> _REQUIRED WORK_:
Output all the entries word for word. Omit the pictures.

━━━ SOURCE MATERIAL ━━━

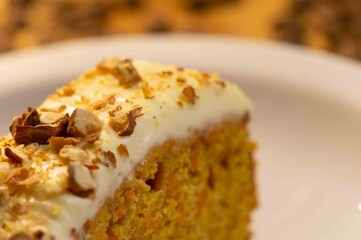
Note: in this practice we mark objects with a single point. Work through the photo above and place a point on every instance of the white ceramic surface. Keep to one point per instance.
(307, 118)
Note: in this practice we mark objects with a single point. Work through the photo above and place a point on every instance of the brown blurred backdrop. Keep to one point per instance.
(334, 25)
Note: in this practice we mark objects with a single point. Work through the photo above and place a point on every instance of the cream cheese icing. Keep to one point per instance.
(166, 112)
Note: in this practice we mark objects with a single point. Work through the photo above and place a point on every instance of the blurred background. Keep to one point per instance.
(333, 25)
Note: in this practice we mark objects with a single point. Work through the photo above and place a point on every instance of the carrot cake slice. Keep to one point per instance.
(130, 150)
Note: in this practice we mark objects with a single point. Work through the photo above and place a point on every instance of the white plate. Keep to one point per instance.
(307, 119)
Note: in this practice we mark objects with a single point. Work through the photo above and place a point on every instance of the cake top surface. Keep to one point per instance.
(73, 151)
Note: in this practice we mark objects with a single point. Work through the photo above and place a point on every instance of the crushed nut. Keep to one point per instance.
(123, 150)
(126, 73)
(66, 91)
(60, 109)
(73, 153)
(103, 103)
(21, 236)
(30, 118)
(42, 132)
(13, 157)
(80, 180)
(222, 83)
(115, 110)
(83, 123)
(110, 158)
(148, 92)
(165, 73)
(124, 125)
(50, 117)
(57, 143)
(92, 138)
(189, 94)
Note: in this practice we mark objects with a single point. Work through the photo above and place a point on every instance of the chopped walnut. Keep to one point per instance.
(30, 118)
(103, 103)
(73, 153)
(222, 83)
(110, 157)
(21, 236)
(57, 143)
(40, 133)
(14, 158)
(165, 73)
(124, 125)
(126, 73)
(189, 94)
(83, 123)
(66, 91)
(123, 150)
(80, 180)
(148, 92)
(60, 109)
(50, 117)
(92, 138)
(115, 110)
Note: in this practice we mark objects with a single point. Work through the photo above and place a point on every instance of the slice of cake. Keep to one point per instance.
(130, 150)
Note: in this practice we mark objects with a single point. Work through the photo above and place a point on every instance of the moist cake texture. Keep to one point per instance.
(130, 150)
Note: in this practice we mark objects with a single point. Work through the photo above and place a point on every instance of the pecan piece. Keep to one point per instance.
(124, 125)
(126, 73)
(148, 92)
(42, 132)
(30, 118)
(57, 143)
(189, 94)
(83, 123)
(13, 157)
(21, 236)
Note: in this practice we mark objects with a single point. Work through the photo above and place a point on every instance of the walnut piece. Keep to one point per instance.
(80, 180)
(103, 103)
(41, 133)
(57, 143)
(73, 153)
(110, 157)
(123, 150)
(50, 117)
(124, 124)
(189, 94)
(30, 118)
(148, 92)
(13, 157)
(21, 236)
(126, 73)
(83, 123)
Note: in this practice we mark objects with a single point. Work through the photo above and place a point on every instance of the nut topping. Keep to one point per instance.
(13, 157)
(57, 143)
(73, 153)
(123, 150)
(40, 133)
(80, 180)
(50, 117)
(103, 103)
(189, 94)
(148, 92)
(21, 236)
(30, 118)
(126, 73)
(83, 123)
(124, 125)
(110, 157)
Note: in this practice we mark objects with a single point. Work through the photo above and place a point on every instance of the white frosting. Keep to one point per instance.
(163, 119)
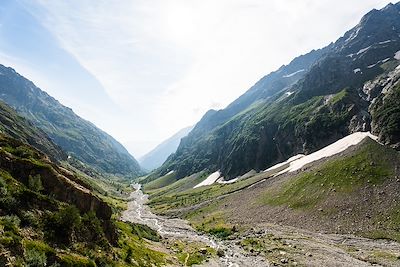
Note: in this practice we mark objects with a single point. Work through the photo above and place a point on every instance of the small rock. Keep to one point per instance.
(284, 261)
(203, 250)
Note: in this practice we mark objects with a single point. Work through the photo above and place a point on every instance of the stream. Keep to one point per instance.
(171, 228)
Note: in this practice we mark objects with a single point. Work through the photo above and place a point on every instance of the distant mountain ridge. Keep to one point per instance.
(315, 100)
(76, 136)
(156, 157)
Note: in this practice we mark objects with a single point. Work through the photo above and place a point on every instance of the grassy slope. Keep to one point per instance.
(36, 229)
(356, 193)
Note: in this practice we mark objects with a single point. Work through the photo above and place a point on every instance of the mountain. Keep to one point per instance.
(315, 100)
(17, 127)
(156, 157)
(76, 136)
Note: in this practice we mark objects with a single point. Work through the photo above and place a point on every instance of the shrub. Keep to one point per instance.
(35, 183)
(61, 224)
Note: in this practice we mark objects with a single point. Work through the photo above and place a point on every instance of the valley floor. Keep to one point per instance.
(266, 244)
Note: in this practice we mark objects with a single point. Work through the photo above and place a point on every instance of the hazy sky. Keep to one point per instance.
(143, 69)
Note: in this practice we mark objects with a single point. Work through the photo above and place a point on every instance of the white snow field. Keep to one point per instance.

━━━

> _TASK RESULT_:
Note: in this practice we mark objects with a single point. Work through the photo above and place a point on every instance of the white ceramic surface. Keep to one point per instance.
(307, 118)
Note: in this practice we mark objects with a single point. Work through the photo above and place a point on every instance of the brown blurred backdrop. Keep to one point per instance.
(334, 25)
Note: in this practice we mark objects with a single point. Work through the photo above and place a point on every instance of the cream cheese icing. Keep to one point per instance.
(166, 112)
Note: in this practice we mark objects with a single point. Work through the photo above and place a point on every instance of the blurred background. Keep to one point per instance.
(333, 25)
Note: in this practice we mark objects with a single point. Work through the photo above and place a point on every instance of the carrot cake slice. Keep to one point per instance.
(130, 150)
Note: in this practice we mark objects with a single point. Work through the photo above and place a point on every instance of the white plate. Keep to one point per instance.
(307, 119)
Note: in this practice we mark objects with a single point. Work through the photo above and place a point on every instance of the cake top surface. Keep to one point per instance.
(73, 151)
Note: in this practice we mark objects with a single point. Work through the photo above and place a point on every instance of the crushed nut. Keep to one point per instance.
(123, 150)
(126, 73)
(66, 91)
(60, 109)
(73, 153)
(103, 103)
(21, 236)
(30, 118)
(42, 132)
(13, 157)
(80, 180)
(222, 83)
(115, 110)
(83, 123)
(110, 158)
(148, 92)
(165, 73)
(124, 125)
(50, 117)
(57, 143)
(92, 138)
(189, 94)
Note: in this practice we mark objects with a single point. Work through the photo above and place a point on every instance of the chopped walnut. Keep to one point per instance.
(30, 118)
(103, 103)
(73, 153)
(222, 83)
(110, 157)
(21, 236)
(57, 143)
(40, 133)
(14, 158)
(165, 73)
(124, 125)
(126, 73)
(189, 94)
(83, 123)
(66, 91)
(123, 150)
(80, 180)
(148, 92)
(60, 109)
(50, 117)
(92, 138)
(115, 110)
Note: in this practice we mark objects with a single point. Work through the photo above and place a point on every instance of the slice of cake. Keep to one point per instance.
(130, 150)
Note: in this practice we mark objects with a single point. Work through the photo above and place a point on every instance of the moist cake texture. Keep to one point per instance.
(130, 150)
Note: in this practice we mark objects with a single point. Work through the photo above and place a point on every instance of the pecan piece. Keep to one point per instance.
(124, 125)
(126, 73)
(148, 92)
(42, 132)
(30, 118)
(57, 143)
(189, 94)
(83, 123)
(13, 157)
(21, 236)
Note: in this practice we mark objects with a single point. Work through the photo above and place a point on every instance of the walnut piece. Keep to one point per instance.
(80, 180)
(103, 103)
(41, 133)
(57, 143)
(73, 153)
(110, 157)
(123, 150)
(50, 117)
(124, 124)
(189, 94)
(30, 118)
(148, 92)
(13, 157)
(21, 236)
(126, 73)
(83, 123)
Note: in this practice we mark objects with a single point. Work through the photo above and place a point on every instance of the nut topping. Keep to one point per instance.
(13, 157)
(57, 143)
(73, 153)
(123, 150)
(40, 133)
(80, 180)
(50, 117)
(103, 103)
(189, 94)
(148, 92)
(21, 236)
(30, 118)
(126, 73)
(83, 123)
(124, 125)
(110, 157)
Note: in this practice we mark objects with a single point. Work through the photo above and place a point on every instance of the white frosting. Keep to one point per instance.
(163, 119)
Note: in this practice we mark objects with a single point. Work through the photo above and place a point on every instance of the small rock. Keep to one point per instance.
(284, 261)
(203, 250)
Note: in this practice we mark objects with a single point. Work through the photo above and place a point on every instance of the stream. Keep to one point per instance.
(171, 228)
Note: in this practice we mark objects with a single point. Work through the photo above and place a point on every instance of the distant mountain ridge. Keep to one point per instance.
(315, 100)
(76, 136)
(156, 157)
Note: in this practice we mark objects with a single point. Work through the photo above and place a point on every instance of the grassy slope. Keep to one point per instance.
(36, 229)
(356, 193)
Note: in this practice we mark objects with a single point. Work through the photo above and place a point on every instance of the mountain. Keep to one point per instance.
(315, 100)
(17, 127)
(156, 157)
(76, 136)
Note: in this practice we mark objects with a single point. Work through the photo above and place a point on every instance of the shrub. Keep to one point per instance.
(35, 183)
(61, 224)
Note: in this practice we mark objects with a single point. Work through the photo above and place a point on every instance of the valley floor. Keep to one point per instance.
(266, 244)
Note: in this practice we mark objects with a single point. Work through the photo above and place a point on every instance of the hazy sky. Keep to one point per instance.
(143, 69)
Note: in this practice we mark objects with a single point. Work through the photo above and place a point on every instance of the white snow field. Keep to one point per instance.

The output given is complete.